### Material provided

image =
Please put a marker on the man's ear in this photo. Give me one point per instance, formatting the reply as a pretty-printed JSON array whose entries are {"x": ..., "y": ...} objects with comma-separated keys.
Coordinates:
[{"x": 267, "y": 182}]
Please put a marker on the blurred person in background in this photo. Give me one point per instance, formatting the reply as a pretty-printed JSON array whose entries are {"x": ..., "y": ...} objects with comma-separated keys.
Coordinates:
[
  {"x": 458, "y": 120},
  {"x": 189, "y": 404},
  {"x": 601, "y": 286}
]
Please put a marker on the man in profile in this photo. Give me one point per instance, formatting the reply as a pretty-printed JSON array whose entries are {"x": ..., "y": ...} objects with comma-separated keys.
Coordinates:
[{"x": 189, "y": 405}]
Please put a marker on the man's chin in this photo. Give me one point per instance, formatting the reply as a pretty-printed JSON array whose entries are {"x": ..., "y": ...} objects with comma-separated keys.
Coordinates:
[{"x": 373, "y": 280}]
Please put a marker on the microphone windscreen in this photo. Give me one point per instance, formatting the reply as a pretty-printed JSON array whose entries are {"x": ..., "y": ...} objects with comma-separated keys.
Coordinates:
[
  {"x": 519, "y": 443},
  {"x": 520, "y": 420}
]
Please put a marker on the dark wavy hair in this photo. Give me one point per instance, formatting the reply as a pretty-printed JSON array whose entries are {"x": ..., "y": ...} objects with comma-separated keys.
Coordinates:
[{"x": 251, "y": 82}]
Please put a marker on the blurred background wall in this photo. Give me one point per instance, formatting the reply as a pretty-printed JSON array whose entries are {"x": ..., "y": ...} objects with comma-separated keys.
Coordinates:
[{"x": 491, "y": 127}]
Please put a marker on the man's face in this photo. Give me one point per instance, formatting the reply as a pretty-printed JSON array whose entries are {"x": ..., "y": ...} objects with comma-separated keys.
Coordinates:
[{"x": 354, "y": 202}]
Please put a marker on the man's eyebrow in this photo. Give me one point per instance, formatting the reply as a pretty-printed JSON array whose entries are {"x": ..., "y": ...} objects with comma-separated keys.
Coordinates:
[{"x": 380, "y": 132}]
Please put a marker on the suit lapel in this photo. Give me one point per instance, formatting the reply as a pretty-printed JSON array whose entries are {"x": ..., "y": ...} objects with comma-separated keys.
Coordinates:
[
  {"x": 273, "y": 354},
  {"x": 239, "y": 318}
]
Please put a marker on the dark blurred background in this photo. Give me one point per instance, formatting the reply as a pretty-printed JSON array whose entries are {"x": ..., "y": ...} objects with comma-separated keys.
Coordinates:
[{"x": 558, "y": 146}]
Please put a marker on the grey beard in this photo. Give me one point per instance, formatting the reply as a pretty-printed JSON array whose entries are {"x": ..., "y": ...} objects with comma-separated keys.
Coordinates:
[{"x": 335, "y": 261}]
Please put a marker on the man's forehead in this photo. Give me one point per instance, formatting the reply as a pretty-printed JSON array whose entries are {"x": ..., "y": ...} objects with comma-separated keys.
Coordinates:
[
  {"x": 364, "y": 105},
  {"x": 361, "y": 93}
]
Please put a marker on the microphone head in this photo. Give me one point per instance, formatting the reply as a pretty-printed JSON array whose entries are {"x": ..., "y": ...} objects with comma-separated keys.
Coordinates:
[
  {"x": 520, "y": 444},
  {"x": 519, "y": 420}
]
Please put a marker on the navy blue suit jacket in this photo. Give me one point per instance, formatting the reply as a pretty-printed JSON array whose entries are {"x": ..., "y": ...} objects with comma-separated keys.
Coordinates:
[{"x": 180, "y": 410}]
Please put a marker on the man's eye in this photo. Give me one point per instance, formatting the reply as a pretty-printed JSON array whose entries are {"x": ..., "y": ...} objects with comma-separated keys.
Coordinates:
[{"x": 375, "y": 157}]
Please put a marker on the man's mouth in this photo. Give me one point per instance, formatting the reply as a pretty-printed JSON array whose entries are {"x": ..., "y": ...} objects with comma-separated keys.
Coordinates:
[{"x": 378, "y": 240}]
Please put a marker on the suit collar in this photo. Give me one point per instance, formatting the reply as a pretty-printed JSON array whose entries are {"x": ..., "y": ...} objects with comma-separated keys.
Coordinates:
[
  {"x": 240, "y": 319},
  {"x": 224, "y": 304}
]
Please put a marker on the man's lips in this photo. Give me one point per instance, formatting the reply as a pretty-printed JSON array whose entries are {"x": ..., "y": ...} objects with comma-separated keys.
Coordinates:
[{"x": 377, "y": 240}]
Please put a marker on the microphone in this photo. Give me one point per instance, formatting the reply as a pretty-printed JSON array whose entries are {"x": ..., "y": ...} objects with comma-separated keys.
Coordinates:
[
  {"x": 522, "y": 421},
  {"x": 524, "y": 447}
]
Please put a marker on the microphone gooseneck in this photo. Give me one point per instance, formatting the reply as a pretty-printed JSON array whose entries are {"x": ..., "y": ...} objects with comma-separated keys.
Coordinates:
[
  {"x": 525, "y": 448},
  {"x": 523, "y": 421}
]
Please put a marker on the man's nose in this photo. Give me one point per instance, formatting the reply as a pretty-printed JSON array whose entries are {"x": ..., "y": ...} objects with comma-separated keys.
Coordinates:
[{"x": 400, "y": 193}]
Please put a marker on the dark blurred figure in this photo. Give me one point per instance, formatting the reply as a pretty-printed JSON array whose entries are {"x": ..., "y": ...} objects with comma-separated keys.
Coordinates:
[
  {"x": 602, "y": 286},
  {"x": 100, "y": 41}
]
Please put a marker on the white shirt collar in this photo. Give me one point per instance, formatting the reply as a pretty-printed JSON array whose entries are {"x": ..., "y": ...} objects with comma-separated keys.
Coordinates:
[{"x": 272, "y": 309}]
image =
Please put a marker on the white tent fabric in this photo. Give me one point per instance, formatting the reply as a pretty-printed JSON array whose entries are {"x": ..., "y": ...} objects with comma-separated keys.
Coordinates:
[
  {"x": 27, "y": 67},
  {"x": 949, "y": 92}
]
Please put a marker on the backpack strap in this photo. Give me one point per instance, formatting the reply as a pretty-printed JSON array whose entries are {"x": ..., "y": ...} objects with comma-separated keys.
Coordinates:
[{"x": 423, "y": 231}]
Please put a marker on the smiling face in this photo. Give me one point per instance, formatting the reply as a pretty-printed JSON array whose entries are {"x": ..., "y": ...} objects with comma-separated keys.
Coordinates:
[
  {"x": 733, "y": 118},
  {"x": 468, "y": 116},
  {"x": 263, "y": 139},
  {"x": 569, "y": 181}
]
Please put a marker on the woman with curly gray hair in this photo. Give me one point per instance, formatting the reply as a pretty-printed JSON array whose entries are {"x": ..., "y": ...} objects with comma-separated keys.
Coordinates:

### What the exercise asks
Among the lines above, find those that contain the word "suit" and copy them.

### Response to this exercise
Please put a marker on the suit lapel in this photo. Give me one point per instance, formatting the reply as a pretty-printed JSON array whose entries are {"x": ..., "y": ...} objects with comma-separated keys.
Please put a marker on the navy blue suit jacket in this photo. Give me one point per instance, formatting the reply as a pretty-printed JSON array whose entries are {"x": ..., "y": ...} objects with comma-separated keys.
Please put a marker on the suit collar in this photo. Give me one point per instance, formatting the reply as a pretty-printed JSON array whose entries are {"x": ..., "y": ...} objects with comma-separated keys.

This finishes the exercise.